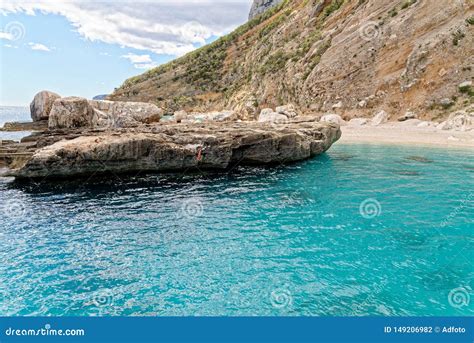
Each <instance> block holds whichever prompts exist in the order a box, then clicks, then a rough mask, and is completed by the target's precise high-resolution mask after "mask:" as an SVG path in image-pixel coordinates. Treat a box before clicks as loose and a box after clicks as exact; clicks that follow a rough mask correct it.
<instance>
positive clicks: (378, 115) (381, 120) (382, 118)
mask: <svg viewBox="0 0 474 343" xmlns="http://www.w3.org/2000/svg"><path fill="white" fill-rule="evenodd" d="M386 122H388V113H387V112H385V111H384V110H382V111H379V112H377V114H375V116H374V117H373V118H372V121H371V124H372V125H373V126H377V125H380V124H383V123H386Z"/></svg>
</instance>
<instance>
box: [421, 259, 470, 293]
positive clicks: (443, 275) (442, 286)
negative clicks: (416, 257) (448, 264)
mask: <svg viewBox="0 0 474 343" xmlns="http://www.w3.org/2000/svg"><path fill="white" fill-rule="evenodd" d="M416 276H417V278H418V279H419V280H420V282H421V284H422V285H423V287H424V288H425V289H427V290H429V291H446V292H449V291H450V290H452V289H455V288H457V287H459V286H460V285H464V284H466V280H467V279H468V277H469V275H468V274H467V273H463V272H462V271H461V270H460V269H455V268H453V266H451V265H448V266H446V267H444V268H442V269H438V270H425V269H423V270H420V271H418V272H417V273H416Z"/></svg>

——

▶ _PROBLEM TO WORK ON_:
Lay out every line of the entries above as a Markdown table with the columns Row and Line, numbering the rows in order and skipping blank lines. Leave the pictures out.

▶ _EXERCISE SOLUTION_:
| Row | Line |
|---|---|
| 1 | Each <instance> block holds whichever prompts exist in the order a box, then clicks, then a rough mask, and is completed by the target's precise high-resolution mask after "mask:" as an SVG path in image-pixel coordinates. Treat a box before clicks as loose and a box after clicks as exact; clicks that follow a rough mask correct it. |
| 2 | <instance> |
| 3 | positive clicks: (378, 115) (381, 120) (382, 118) |
| 4 | mask: <svg viewBox="0 0 474 343" xmlns="http://www.w3.org/2000/svg"><path fill="white" fill-rule="evenodd" d="M386 122H388V113H387V112H385V111H384V110H382V111H379V112H377V114H375V116H374V117H373V118H372V121H371V124H372V125H373V126H377V125H380V124H383V123H386Z"/></svg> |
| 5 | </instance> |
| 6 | <instance> |
| 7 | box: [421, 259, 470, 293] |
| 8 | positive clicks: (443, 275) (442, 286) |
| 9 | negative clicks: (416, 257) (448, 264) |
| 10 | mask: <svg viewBox="0 0 474 343" xmlns="http://www.w3.org/2000/svg"><path fill="white" fill-rule="evenodd" d="M416 276H417V278H418V279H419V280H420V282H421V284H422V285H423V287H424V288H425V289H427V290H429V291H446V292H449V291H450V290H452V289H455V288H457V287H459V286H460V285H464V284H466V280H467V279H468V277H469V275H468V274H467V273H463V272H462V271H461V270H460V269H455V268H453V266H451V265H448V266H446V267H444V268H442V269H438V270H425V269H423V270H420V271H418V272H417V273H416Z"/></svg> |